• [EXERCISE GOAL]:
Give the records once more, exactly as they stand.

• [AVAILABLE DATA]:

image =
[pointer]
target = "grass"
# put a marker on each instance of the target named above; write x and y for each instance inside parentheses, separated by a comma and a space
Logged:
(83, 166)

• [TASK RESULT]:
image =
[pointer]
target = "grass"
# put a marker on each instance of the target named above; write x and y for each instance inside parentheses, separated by a comma and a space
Logged:
(83, 166)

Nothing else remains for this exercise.